# Trecho do texto:
****************
Realidades
e perspectivas: a Educação da sociedade ou a sociedade da Educação?
Por
Alessandra Leles Rocha
Nem sempre a
manifestação negativa sobre determinado assunto é uma atribuição gratuita.
Quando se bate na mesma tecla diversas vezes é sinal que algo está realmente em
desalinho, distante da conformidade esperada, destoando dos ideais e
expectativas.
Esse é o caso da
Educação no Brasil! Não é que existam somente problemas a se considerar; mas, o
volume desses é tão assustador que acaba por camuflar ou esconder os casos de
sucesso existentes. De modo bastante pontual e disseminado a ação inovadora e
transformadora se aflora, vez por outra, nos caminhos do ensinar e aprender.
A questão é que
Educação é coisa séria, é ponto de partida para qualquer sociedade munida de
sonhos e projetos de desenvolvimento. Nenhum indivíduo chega ao status de
cidadão por honra tão somente dos seus direitos humanos. Para ser cidadão a
escola da vida e a escola instituição precisam caminhar de mãos dadas, apoiando
e satisfazendo as demandas socioculturais daquele ser. Em um processo de
compartilhamento e comunhão de saberes se alcança a maturidade cidadã de um
país, o que o eleva a condição de nação.
Tanto é verdade que
pouco mais de um quarto de século já se passou, desde a promulgação da Carta
Magna de 1988, na qual o Estado Brasileiro manifestou claramente em seu art.
****************
# Objetivo da tarefa:
Responda com base no texto sobre a Educação no Brasil:
1. O que o volume de problemas da Educação no Brasil acaba fazendo com os casos de sucesso?
2. Para ser cidadão, o que precisa caminhar de mãos dadas?
3. Em que ano foi promulgada a Carta Magna citada?
Responda usando apenas o texto.

# Linhas de dados:
****************
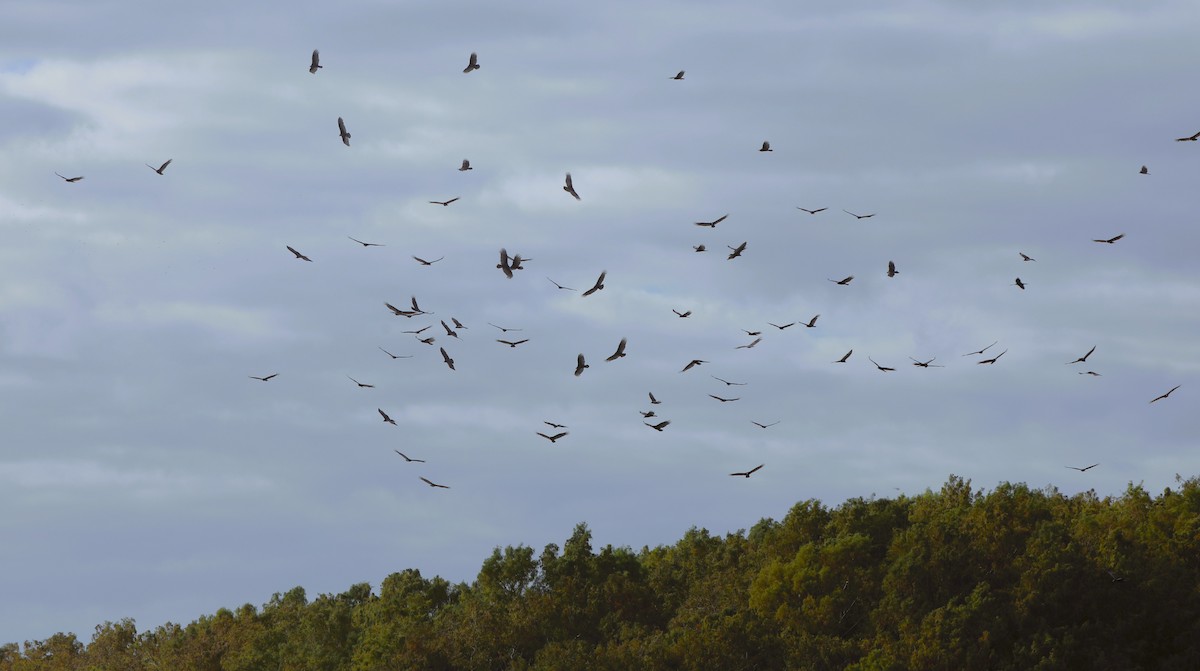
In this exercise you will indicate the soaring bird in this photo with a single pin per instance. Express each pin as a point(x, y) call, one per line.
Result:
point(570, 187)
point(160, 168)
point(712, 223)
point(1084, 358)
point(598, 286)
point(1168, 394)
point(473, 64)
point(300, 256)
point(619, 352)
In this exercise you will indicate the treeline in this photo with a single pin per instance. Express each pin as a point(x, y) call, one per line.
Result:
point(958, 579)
****************
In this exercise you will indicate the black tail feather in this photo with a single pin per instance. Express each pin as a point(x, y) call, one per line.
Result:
****************
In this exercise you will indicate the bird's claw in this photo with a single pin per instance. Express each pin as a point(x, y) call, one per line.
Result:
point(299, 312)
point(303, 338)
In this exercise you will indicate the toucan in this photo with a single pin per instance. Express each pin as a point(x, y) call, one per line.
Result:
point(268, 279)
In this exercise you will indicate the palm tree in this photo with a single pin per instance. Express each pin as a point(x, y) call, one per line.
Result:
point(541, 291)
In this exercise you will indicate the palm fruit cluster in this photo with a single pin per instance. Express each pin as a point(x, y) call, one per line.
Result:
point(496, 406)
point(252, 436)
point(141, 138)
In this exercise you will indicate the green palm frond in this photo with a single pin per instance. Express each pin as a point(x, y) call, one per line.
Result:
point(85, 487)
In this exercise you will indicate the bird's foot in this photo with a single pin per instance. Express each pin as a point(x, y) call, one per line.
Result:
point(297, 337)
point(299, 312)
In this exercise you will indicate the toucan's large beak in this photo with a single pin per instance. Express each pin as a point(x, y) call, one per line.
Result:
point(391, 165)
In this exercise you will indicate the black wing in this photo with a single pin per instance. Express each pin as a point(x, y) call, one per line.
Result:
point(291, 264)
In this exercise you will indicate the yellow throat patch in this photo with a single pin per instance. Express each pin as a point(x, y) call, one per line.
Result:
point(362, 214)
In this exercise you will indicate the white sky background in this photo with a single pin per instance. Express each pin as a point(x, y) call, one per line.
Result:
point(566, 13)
****************
# Resultado do exercício:
1. Acaba por camuflar ou esconder os casos de sucesso existentes.
2. A escola da vida e a escola instituição.
3. Em 1988.